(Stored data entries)
-=-=-

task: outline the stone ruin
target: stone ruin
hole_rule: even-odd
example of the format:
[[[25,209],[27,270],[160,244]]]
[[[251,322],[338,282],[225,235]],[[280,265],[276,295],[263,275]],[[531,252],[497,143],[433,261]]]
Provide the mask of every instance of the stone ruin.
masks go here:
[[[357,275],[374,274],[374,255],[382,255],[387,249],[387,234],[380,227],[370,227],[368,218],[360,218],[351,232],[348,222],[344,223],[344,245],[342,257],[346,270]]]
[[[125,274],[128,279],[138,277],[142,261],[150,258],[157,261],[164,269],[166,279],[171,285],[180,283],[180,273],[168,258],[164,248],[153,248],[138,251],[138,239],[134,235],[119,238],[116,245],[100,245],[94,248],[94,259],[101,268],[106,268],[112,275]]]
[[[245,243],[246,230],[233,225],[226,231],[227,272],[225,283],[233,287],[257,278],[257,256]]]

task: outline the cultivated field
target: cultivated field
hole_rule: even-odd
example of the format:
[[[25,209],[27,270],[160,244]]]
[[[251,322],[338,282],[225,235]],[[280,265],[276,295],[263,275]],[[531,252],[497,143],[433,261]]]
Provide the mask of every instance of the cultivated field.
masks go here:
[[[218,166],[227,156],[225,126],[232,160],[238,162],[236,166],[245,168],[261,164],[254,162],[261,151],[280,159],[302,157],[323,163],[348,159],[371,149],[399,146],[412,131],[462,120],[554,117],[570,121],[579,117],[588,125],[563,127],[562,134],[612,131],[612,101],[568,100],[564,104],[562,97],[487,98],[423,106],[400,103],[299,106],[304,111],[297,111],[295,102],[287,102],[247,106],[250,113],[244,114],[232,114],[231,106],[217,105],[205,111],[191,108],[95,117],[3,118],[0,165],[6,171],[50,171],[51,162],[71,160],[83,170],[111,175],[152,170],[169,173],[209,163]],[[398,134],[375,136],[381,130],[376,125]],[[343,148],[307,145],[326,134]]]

-=-=-

» PROBLEM TO SOLVE
Scan the lines above for the word "field", then copy each line that has it.

» COMPLETED TASK
task: outline the cultivated field
target: cultivated field
Provide the mask of every instance of the cultivated field.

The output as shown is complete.